Take from the material every line containing the string "below" and copy it.

Records provided —
--------------------------------
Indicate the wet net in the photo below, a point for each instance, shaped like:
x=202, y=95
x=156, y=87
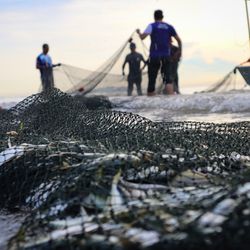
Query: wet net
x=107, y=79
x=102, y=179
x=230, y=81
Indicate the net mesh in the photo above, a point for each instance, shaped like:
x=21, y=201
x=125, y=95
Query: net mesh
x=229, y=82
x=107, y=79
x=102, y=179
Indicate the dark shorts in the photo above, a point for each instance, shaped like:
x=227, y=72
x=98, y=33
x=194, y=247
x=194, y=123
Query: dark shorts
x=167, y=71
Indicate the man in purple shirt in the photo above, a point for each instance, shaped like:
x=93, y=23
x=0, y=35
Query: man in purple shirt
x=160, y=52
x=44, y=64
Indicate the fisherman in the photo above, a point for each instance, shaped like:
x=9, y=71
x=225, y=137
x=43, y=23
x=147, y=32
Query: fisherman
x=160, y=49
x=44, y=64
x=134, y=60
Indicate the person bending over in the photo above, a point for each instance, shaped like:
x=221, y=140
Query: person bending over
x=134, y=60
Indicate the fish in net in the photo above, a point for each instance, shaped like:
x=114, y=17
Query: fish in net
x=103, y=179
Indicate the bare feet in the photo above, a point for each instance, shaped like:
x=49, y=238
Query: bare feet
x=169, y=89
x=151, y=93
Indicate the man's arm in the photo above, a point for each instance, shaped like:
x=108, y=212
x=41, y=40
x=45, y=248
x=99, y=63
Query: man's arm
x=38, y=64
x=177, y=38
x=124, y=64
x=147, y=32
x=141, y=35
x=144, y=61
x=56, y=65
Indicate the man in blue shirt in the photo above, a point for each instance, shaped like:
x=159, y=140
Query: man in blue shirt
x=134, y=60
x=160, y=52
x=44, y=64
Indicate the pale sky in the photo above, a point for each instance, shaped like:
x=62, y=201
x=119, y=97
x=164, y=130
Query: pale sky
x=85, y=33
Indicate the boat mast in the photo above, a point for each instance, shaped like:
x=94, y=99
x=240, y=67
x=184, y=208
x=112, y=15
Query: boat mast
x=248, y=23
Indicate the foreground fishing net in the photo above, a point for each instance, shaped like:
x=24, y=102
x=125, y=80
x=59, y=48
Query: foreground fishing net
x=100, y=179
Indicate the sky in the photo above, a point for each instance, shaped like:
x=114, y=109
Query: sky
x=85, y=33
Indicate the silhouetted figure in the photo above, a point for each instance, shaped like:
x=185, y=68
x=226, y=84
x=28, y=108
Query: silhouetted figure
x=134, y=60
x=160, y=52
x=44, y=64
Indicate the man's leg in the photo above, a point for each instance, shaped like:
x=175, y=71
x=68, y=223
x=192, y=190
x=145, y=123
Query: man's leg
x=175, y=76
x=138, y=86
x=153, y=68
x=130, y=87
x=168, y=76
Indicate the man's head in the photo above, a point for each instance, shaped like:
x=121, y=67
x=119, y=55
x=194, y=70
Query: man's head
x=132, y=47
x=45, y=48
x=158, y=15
--------------------------------
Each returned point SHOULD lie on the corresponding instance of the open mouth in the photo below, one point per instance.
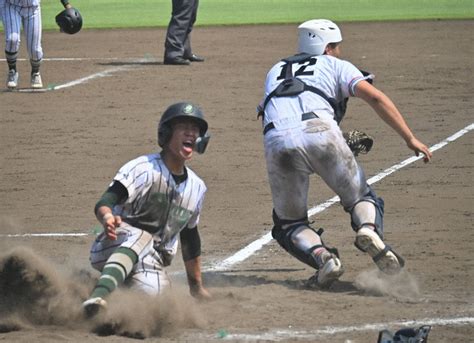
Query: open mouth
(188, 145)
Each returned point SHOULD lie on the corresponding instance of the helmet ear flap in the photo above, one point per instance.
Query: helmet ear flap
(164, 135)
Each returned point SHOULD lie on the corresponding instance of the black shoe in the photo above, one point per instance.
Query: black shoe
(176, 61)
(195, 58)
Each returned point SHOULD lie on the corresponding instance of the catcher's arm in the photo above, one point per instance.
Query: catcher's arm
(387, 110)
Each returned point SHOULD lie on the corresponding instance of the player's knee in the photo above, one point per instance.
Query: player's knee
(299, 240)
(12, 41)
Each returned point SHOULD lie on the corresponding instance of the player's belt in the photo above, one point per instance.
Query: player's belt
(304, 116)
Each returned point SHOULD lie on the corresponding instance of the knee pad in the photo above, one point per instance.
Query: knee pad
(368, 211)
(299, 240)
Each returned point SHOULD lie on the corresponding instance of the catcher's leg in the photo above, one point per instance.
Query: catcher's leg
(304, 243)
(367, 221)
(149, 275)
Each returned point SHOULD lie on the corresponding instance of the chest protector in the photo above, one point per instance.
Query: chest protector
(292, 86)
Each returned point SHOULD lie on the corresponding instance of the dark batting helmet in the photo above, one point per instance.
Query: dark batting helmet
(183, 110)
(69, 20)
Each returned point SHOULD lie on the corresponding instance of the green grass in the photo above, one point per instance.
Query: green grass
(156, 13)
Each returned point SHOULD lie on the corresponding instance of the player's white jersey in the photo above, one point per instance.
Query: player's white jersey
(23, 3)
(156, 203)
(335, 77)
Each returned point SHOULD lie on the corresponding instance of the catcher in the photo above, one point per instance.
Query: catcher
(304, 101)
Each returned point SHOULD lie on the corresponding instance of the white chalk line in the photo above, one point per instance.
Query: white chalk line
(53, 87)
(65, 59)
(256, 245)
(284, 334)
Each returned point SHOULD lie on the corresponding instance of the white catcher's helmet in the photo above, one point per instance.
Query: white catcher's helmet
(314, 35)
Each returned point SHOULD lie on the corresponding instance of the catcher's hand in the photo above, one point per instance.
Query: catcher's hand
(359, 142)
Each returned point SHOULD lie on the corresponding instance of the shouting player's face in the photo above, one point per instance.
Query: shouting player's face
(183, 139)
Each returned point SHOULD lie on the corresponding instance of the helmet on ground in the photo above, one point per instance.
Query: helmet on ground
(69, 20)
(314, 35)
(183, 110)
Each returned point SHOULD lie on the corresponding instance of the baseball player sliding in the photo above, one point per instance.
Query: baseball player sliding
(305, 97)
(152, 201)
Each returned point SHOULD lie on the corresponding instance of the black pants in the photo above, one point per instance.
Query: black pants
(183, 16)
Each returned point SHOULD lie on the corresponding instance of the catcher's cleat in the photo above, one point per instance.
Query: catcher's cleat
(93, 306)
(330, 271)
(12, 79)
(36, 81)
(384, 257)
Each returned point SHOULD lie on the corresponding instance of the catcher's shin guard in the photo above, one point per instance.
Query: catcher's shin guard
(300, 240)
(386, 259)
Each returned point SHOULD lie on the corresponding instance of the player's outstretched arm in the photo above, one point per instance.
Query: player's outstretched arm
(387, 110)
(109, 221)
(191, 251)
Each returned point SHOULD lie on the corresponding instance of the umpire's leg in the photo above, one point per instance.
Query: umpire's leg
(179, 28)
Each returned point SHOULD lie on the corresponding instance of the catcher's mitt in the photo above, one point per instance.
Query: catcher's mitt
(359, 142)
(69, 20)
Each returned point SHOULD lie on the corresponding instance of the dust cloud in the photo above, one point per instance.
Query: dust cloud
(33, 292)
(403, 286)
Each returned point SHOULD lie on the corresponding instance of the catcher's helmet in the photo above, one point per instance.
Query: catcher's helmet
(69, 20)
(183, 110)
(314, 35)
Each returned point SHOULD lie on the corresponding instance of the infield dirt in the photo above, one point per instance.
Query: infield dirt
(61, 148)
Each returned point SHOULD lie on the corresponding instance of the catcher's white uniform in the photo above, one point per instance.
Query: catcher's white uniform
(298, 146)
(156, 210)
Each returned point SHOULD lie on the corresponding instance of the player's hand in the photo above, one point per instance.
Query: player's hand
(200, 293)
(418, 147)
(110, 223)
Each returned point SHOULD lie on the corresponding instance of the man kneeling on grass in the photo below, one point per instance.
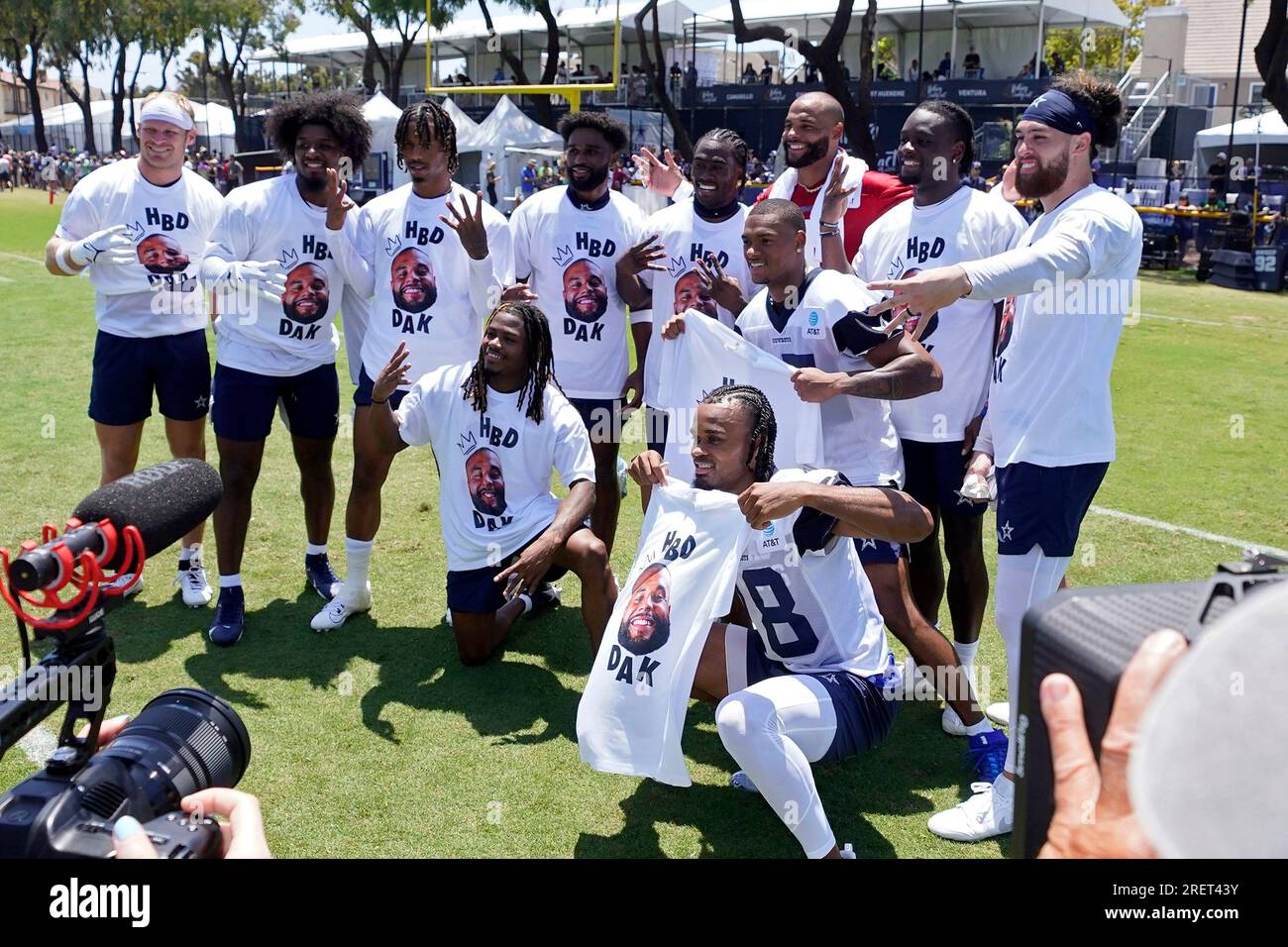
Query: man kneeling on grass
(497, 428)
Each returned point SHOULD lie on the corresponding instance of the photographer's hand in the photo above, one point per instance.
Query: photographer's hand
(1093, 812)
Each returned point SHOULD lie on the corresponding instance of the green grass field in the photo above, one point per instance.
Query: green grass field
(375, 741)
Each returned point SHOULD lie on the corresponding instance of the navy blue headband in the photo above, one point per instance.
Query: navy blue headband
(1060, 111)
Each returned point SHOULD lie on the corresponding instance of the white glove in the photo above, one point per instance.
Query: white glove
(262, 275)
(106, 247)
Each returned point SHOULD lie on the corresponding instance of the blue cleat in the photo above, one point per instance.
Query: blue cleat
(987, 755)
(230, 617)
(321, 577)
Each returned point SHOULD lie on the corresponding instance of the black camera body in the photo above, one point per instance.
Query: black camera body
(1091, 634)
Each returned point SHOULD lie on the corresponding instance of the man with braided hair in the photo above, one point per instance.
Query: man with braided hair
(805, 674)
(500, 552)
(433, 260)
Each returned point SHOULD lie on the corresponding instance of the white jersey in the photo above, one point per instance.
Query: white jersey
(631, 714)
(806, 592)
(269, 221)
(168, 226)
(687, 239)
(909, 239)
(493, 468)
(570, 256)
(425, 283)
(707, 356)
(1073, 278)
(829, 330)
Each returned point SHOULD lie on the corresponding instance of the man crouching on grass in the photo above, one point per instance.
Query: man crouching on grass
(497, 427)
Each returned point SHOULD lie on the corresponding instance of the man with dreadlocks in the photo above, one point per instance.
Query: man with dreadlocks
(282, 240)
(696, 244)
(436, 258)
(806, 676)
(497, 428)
--------------------------------
Reply to the task —
Indicate the wet net in the photo below, a point for each instance, shaped like:
Each returned point SHOULD lie on the corresponding instance of the open mouth in the photo below, one point per instance.
Each returned point SHOULD lie on the corresponding instance of the man kneeling on grass in the photo below, one point per instance.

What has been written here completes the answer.